● Your task
Please rewrite the records below with "butterfly" changed to "moth" everywhere and nothing else altered. Leave the pictures out of your answer.

________________________________________

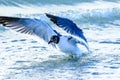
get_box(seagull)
[0,13,89,57]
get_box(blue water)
[0,0,120,80]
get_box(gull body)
[0,14,89,57]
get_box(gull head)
[48,35,60,44]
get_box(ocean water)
[0,0,120,80]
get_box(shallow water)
[0,0,120,80]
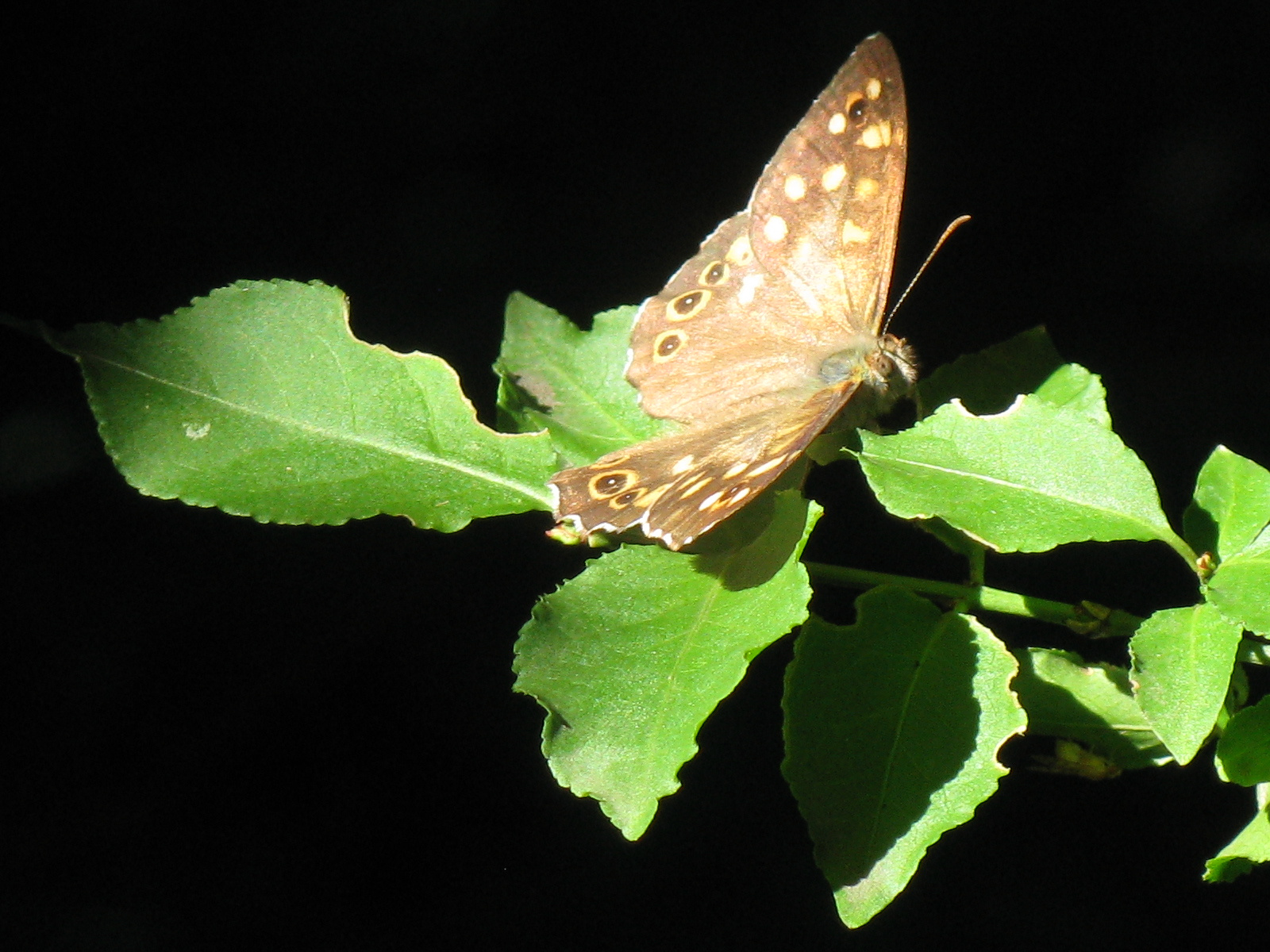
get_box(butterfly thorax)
[819,334,917,406]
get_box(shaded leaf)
[1204,785,1270,882]
[494,294,675,466]
[1204,528,1270,635]
[783,588,1026,927]
[1217,697,1270,787]
[1014,647,1172,770]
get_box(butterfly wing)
[551,379,860,550]
[551,34,912,548]
[626,34,908,424]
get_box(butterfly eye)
[608,489,648,509]
[652,330,688,363]
[587,470,639,499]
[700,262,728,288]
[665,290,710,321]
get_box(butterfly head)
[819,334,917,414]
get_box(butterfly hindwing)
[551,382,859,550]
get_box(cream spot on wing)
[635,482,675,509]
[724,235,754,264]
[821,163,847,192]
[842,218,872,245]
[749,455,787,478]
[737,274,764,307]
[697,490,722,512]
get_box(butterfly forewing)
[751,36,908,347]
[551,34,912,548]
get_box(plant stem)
[804,562,1143,637]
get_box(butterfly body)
[551,34,916,548]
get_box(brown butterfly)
[551,33,917,550]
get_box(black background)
[0,0,1270,950]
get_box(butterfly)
[550,33,917,550]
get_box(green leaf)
[1129,605,1243,764]
[494,294,675,466]
[860,396,1190,561]
[1204,527,1270,636]
[52,281,554,532]
[783,588,1026,927]
[514,491,819,839]
[1035,363,1111,429]
[1183,447,1270,560]
[1204,785,1270,882]
[1014,647,1172,770]
[1217,697,1270,787]
[917,328,1063,416]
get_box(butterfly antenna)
[883,214,970,332]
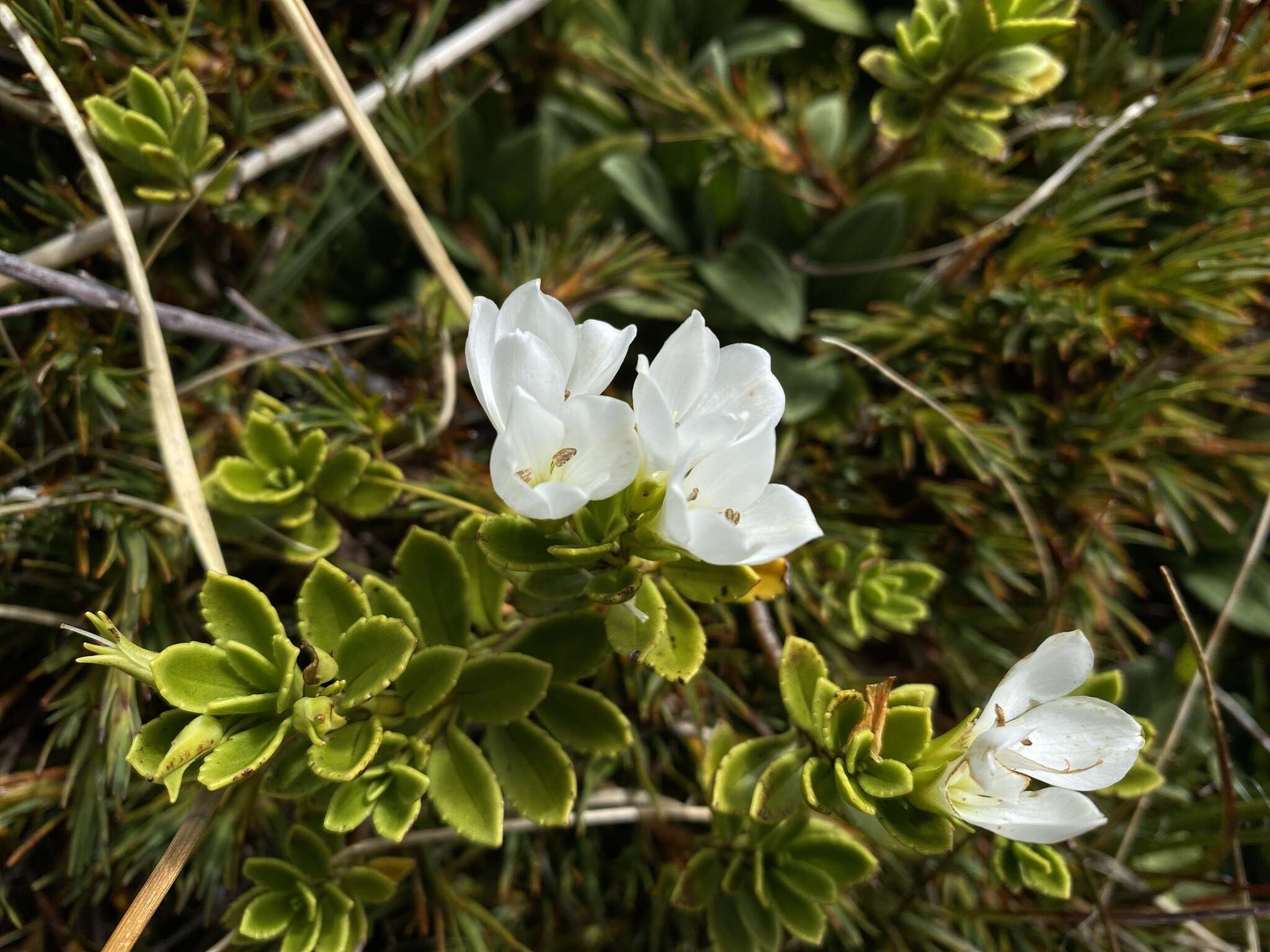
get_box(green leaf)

________________________________________

● Exercise result
get_box(seagull)
[0,13,89,57]
get_box(blue water)
[0,0,120,80]
get_box(gull body)
[0,14,89,57]
get_box(gull head)
[48,35,60,44]
get_box(ocean water)
[0,0,120,80]
get_box(shallow water)
[0,0,120,80]
get_box(moth thorax)
[819,334,917,406]
get_box(shaded leaf)
[1204,785,1270,882]
[494,294,675,466]
[1204,528,1270,635]
[783,588,1026,927]
[1217,697,1270,787]
[1014,647,1172,770]
get_box(moth wing)
[551,379,860,550]
[551,34,912,548]
[626,34,908,424]
get_box(moth eye)
[608,489,648,509]
[652,330,688,363]
[587,470,639,499]
[700,262,728,288]
[665,290,710,321]
get_box(moth head)
[819,334,917,414]
get_box(moth hindwing)
[551,382,859,550]
get_box(cream spot on wing)
[635,482,675,509]
[724,235,754,264]
[821,163,847,192]
[842,218,872,245]
[749,455,787,478]
[737,274,764,307]
[697,490,722,512]
get_box(moth forewing)
[751,36,908,347]
[551,34,912,548]
get_box(plant stem)
[804,562,1143,637]
get_box(moth body)
[551,34,916,548]
get_box(brown moth)
[551,33,917,550]
get_box(black background)
[0,0,1270,950]
get_box(moth)
[550,33,917,550]
get_box(green leaf)
[1129,605,1243,764]
[494,294,675,466]
[860,396,1190,561]
[1204,527,1270,636]
[52,281,554,532]
[783,588,1026,927]
[514,491,819,839]
[1035,363,1111,429]
[1183,447,1270,560]
[1204,785,1270,882]
[1014,647,1172,770]
[1217,697,1270,787]
[917,328,1063,416]
get_box(moth antenna)
[883,214,970,332]
get_box(green leaf)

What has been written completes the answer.